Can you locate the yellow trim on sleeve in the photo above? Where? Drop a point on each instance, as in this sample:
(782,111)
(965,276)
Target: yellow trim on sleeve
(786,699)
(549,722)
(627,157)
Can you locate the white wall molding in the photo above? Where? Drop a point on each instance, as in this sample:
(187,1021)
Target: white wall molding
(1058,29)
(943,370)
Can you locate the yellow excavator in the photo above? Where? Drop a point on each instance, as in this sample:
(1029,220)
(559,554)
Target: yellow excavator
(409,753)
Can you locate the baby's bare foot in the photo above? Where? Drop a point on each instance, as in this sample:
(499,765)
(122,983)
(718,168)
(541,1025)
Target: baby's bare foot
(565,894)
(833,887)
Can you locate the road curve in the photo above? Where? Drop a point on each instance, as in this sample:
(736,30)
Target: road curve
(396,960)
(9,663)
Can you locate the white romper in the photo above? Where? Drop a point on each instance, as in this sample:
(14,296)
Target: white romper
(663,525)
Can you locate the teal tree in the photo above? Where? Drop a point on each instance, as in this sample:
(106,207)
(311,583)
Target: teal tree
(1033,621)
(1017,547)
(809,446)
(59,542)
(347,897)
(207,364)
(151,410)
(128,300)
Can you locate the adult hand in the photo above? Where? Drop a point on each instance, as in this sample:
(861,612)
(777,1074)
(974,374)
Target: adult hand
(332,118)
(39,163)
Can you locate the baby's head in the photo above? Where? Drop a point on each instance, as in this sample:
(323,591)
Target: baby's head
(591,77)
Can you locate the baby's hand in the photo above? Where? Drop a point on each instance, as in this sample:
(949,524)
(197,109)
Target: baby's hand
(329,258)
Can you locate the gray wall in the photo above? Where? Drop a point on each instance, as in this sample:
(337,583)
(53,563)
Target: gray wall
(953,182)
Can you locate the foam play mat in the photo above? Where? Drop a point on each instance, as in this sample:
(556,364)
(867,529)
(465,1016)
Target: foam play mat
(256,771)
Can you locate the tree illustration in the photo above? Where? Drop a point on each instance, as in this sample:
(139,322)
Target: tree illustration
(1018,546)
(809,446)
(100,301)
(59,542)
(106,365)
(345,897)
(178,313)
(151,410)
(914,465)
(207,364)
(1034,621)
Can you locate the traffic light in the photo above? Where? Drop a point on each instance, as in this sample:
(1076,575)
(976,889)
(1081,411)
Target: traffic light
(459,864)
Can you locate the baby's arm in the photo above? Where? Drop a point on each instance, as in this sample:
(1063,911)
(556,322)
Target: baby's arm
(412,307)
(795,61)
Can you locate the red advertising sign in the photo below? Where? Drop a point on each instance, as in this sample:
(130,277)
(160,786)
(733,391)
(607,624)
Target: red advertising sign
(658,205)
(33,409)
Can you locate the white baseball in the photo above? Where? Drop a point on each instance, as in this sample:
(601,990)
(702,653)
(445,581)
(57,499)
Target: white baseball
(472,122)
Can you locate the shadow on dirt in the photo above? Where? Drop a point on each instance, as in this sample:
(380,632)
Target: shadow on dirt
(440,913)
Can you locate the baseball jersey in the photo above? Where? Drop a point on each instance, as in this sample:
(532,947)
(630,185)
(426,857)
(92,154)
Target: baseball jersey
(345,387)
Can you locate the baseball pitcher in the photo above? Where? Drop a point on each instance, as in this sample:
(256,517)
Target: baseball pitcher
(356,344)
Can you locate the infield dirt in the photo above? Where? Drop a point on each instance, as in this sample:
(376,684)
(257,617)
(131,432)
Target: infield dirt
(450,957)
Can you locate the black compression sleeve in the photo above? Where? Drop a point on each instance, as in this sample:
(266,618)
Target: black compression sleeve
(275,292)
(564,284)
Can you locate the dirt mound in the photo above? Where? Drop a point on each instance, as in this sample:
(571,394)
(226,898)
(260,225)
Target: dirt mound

━━━━━━

■ **SET EXERCISE**:
Rewrite all the entries above, switching each "Drop a point" to "Place a marker" and leaving everything else unchanged.

■ **COMPLETED EXERCISE**:
Can you locate the yellow trim on sleeve in the photo above? Where? Place a marker on each instance, as in this sample:
(782,111)
(965,276)
Target: yellow trim on sleeve
(786,699)
(549,722)
(627,157)
Can you locate the white wall molding in the photo above? Where? Place a marker on each instance, as in this sample:
(187,1021)
Target: white wall molding
(1058,29)
(943,370)
Can you locate the yellow excavator in the photo above? Where? Place a marker on each instance, as in this sample:
(1029,220)
(559,554)
Target: yellow excavator
(409,753)
Can you locate the baby's bare foot in the photo above? Where? Place a marker on each instance, as in this sample:
(499,765)
(122,983)
(718,168)
(541,1025)
Target: baby's bare foot
(565,894)
(833,887)
Can you locate the road curve in the photo above? Where? Place a marker on each instance, as in this sample:
(736,30)
Target: road curve
(396,960)
(9,663)
Can you locate the white romper in the photo above? Where? Place a marker on each instance, as in this sample:
(14,296)
Target: white romper
(663,525)
Can you locate the teal tree in the photo above? Where? Place a marker on each instance, as in this sample:
(106,207)
(311,583)
Target: teal tree
(1033,621)
(1017,547)
(809,446)
(59,542)
(347,897)
(207,364)
(151,410)
(128,300)
Can you locate the adult hand in the photo above? Where? Place a marker on each instance, as in this sample:
(861,612)
(777,1074)
(974,374)
Target: adult hand
(332,118)
(39,163)
Can you locate the baby's head in the photo above? Where? Place a marker on each instance, as in this sample:
(323,591)
Target: baby's head
(591,77)
Can you locate the baby's hand in the photo above? Where? Place a marker on each instance, as in this sample:
(949,524)
(197,109)
Target: baby's hand
(329,258)
Can you locate the gray wall in the photo above? Where? Place a marker on each instance, as in this sample:
(337,583)
(53,563)
Target: gray wall
(953,182)
Can you locate the foam play mat in the photo above? Where? Place a marker on each instance, as in this sample:
(556,364)
(867,529)
(465,1016)
Target: foam play mat
(256,771)
Can you locate the tree illustration in the photo above? Where? Place a marker on each instance, as in this sample:
(139,322)
Target: tree illustration
(1018,546)
(809,446)
(100,301)
(59,542)
(106,365)
(345,897)
(178,313)
(151,410)
(914,465)
(207,364)
(1034,621)
Can you locate the traffic light in the photo above? Where? Place a marker on each instance, as in this sample:
(1076,575)
(976,889)
(1081,411)
Target: traffic light
(459,864)
Can you locate the baby's arm in the photo above? Where? Place a marker on each instance, as in this sample:
(1063,911)
(556,322)
Target: baby's arm
(412,307)
(795,61)
Can you locate the red advertising sign in the photo below? Where? Place a marker on each instance, as in this sample:
(130,277)
(160,786)
(733,391)
(607,624)
Target: red advertising sign
(658,205)
(33,409)
Can you locate the white baseball in the photo above? Where? Place a marker on each instance, as in this sample:
(601,990)
(702,653)
(445,581)
(57,499)
Target: white baseball
(472,122)
Can you locate the shadow on dirt in the photo above? Where? Place a marker on each instance, as in this sample:
(380,632)
Target: shadow on dirt
(440,913)
Can you locate the baseball jersey in the photo above? Where? Place a marker on each instance, as in this sample:
(532,947)
(630,185)
(426,857)
(92,154)
Target: baseball jersey
(345,387)
Can you locate the baseball pitcher in the photo above? Where? Place a marker on each instance, as in this sample:
(256,517)
Target: baseball pitcher
(356,344)
Can you locate the infield dirt in the photo above? Where? Place a marker on each instance, as in this sample:
(376,684)
(257,617)
(131,432)
Target: infield dirt
(450,957)
Can you locate the black compression sleeve in the photo above? Where? Place a marker on each instance, as in this sample:
(266,618)
Target: black compression sleeve
(275,292)
(564,284)
Can you locate the dirt mound in the photo above? Where? Place a marker on each instance, as in this sample:
(571,394)
(226,898)
(260,225)
Target: dirt mound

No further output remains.